• _Exercise directions_
Output the whole listing exactly, except for the pictures in it.

• _Given data_
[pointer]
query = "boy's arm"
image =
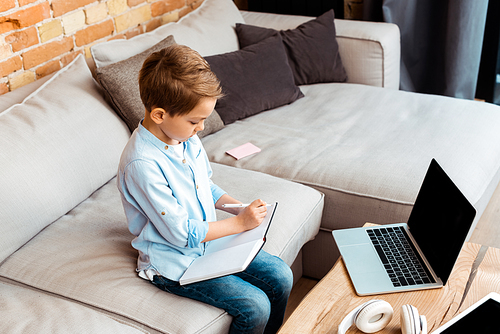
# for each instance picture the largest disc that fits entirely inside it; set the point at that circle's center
(246, 219)
(151, 194)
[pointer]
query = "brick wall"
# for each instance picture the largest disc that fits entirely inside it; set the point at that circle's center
(39, 37)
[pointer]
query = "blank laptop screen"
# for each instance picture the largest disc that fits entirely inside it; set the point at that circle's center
(440, 220)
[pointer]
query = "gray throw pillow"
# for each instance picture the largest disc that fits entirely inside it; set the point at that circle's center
(254, 79)
(120, 83)
(312, 49)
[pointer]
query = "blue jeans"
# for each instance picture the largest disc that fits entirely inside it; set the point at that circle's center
(256, 297)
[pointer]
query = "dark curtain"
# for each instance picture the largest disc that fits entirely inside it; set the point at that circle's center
(441, 42)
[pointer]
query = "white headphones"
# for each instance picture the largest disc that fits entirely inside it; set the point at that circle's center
(374, 315)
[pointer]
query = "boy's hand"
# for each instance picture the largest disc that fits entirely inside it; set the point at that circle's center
(253, 215)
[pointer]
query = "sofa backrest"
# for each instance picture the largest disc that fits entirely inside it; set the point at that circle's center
(370, 51)
(57, 147)
(209, 30)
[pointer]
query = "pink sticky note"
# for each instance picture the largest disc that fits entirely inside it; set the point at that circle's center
(243, 151)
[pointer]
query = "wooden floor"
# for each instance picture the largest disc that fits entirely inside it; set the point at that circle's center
(487, 233)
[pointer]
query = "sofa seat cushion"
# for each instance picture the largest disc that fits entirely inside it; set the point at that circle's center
(24, 310)
(86, 255)
(368, 148)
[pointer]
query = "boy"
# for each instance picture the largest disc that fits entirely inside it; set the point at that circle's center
(164, 178)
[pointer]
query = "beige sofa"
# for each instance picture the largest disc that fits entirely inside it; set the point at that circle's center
(343, 154)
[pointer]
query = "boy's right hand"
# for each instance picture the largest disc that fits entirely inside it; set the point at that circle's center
(253, 215)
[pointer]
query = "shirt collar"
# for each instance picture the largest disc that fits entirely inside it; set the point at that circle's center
(145, 133)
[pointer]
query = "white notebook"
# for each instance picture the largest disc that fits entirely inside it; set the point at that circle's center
(229, 255)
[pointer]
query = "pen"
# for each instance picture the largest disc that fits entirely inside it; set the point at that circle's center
(235, 205)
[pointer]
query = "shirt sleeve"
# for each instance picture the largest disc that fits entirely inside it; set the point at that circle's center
(149, 188)
(217, 192)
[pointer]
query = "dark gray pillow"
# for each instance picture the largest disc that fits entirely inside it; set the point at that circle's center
(254, 79)
(120, 83)
(312, 49)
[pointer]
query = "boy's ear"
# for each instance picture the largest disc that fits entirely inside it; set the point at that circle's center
(157, 115)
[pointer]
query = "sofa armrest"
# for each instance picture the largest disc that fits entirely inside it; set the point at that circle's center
(370, 51)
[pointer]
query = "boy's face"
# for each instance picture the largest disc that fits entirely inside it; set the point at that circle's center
(177, 129)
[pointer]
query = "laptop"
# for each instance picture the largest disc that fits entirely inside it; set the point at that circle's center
(413, 256)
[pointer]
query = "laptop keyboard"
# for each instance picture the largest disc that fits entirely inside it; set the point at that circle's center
(399, 257)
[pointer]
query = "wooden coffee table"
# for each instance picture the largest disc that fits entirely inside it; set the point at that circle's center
(476, 273)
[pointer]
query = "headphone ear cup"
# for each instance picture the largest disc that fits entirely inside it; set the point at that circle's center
(374, 316)
(410, 320)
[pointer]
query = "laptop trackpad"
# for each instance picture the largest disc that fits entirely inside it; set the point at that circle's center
(362, 258)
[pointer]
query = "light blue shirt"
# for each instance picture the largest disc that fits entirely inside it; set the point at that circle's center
(168, 199)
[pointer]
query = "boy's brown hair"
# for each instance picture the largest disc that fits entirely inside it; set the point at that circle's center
(175, 79)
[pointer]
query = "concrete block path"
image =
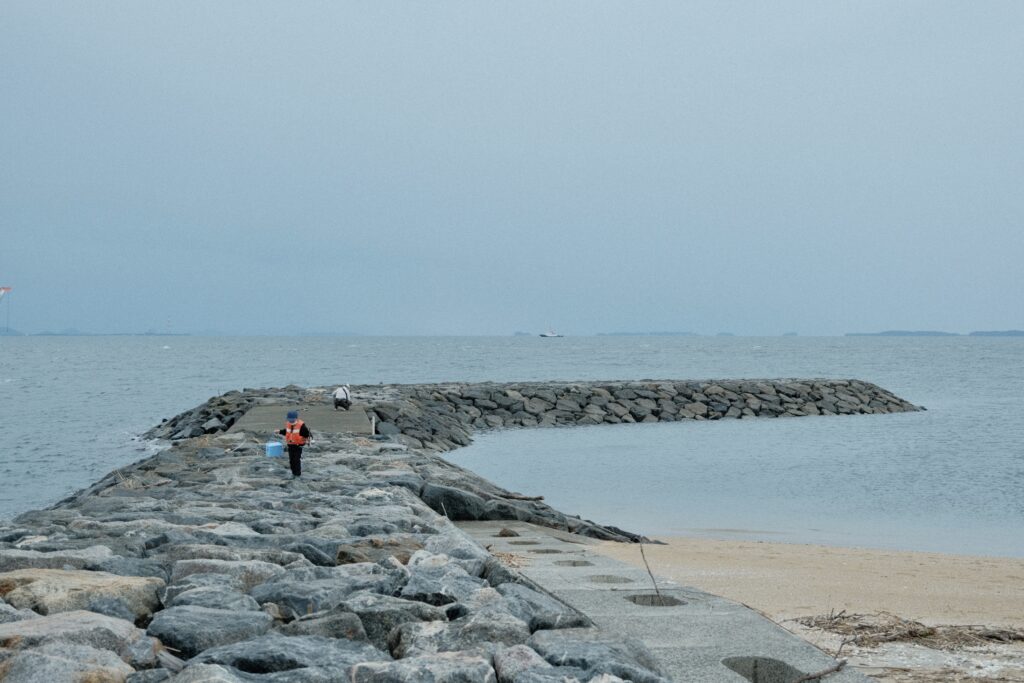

• _Solution below_
[pointer]
query = "boy's arm"
image =
# for each instance picture the largest disc that fits entirely inside it; set the point at that circle's center
(246, 219)
(151, 194)
[pointer]
query = "brick wall"
# for each instance picture the largest disc that fits entirely inside it; set the point at that circle's center
(39, 37)
[pointer]
query = "blank laptop screen"
# for each instance picture the largest disc that fits entirely inside it; set the point at that circle's center
(440, 220)
[pointer]
query = "gray throw pillow"
# for each instance picture the largest disc that fits entirely inside it; set the point at that circle's center
(254, 79)
(120, 83)
(312, 49)
[pointer]
query = "blue jeans"
# for each instance picture the largest disc that fits entirely inside it; set the point at that circle's center
(256, 297)
[pointer]
query = "dark curtain"
# for each instance picture the largest disc that fits entirely inside it; set the point at that circle's center
(441, 42)
[pointer]
query = "white headphones"
# for each instance picture the largest disc that fits entirely inside it; set the point at that circle's center
(374, 315)
[pointer]
query = "boy's hand"
# for each instance picture the largest disc that fits entirely inside it; set the point at that circle's center
(253, 215)
[pointer]
query = "sofa backrest"
# for each instance picture the largest disc that fits entirely inside it; set the point at that circle's center
(370, 51)
(57, 147)
(209, 30)
[pointer]
query = "pink sticky note"
# for each instance picture the largest disc that fits entirely inside it; set the point at that circle's center
(243, 151)
[pointer]
query = "wooden floor"
# for each instance picture the largest disc that fits entirely inside it; set the point at that circle's center
(487, 233)
[pointer]
query = "sofa seat cushion"
# for each instance picture the largest disc that fits entirely inside it; set the point at that circle's center
(24, 310)
(86, 255)
(368, 148)
[pointer]
query = "boy"
# for each instance picture the largest disc that fits entirely inside it; set the point at that circle's center
(164, 178)
[pointer]
query = "beige sofa"
# for each instance picture the largest disc that fits entirely inside it; set the point at that circle's center
(343, 154)
[pointer]
query = "boy's right hand"
# for each instance picture the largest disc that fits entirely inside it; set the point at that circle's center
(253, 215)
[pointer]
query = "shirt collar"
# for each instance picture the largest disc that fits entirely inside it; set the point at that circle's center
(145, 133)
[pointer]
query = "white notebook"
# for each instance picture the largest disc that fits entirely inside it; set the point at that circle's center
(229, 255)
[pointer]
query = "pen"
# for each instance picture the largest disc that fits entirely inside it; set the point at that circle's center
(235, 205)
[pointer]
query = "shirt sleeve"
# for each instance picture the largest disc that fits entirely inside it; set the point at that circle's center
(149, 188)
(217, 192)
[pointer]
query = "dark gray pillow"
# for each instance picture the largest disc that fits entirely inside it; set the point at that circle's center
(254, 79)
(120, 83)
(312, 49)
[pointer]
query = "boy's ear"
# for each instance picture the largest disc that fits entirely inside it; set the point at that circle's center
(157, 115)
[pointer]
query = "sofa armrest"
# for each instance picture the largest disc that fits entirely inside it; set the point at that circle's center
(370, 51)
[pointer]
query = "boy's face"
# for each instance picture the largest disc that fits entirely inside it; set the point at that circle's center
(177, 129)
[pointer]
query = "laptop"
# for each instance picture the largest disc that fits entirely inside it; set the point at that circle's center
(413, 256)
[pointer]
query = "laptop keyboard"
# for each instance picture the largest disc that fits entirely inside it; set the point at that circle's center
(399, 257)
[pointer]
query = "wooden coffee table"
# for each instance picture the largest disc that fits entirely inside it; set the point at that circle's center
(476, 273)
[pointer]
query = "headphone ear cup"
# for each instance picture the largest disc that fits entirely inside it; set the point at that circle's center
(374, 316)
(410, 320)
[pointer]
query = "laptop trackpad"
# for each instance picture the largest disc that fits entirely inside it; set the point at that circle's center
(362, 258)
[pointer]
query = "light blue shirt"
# for each instance picture the largest disc that fits entirely inside it; set the point at that circle's center
(168, 199)
[pointer]
query = "boy's brown hair"
# for each instance picture the largest disc that fits entirely inside it; set the point at that circle's center
(175, 79)
[pointer]
query = "concrete block path"
image =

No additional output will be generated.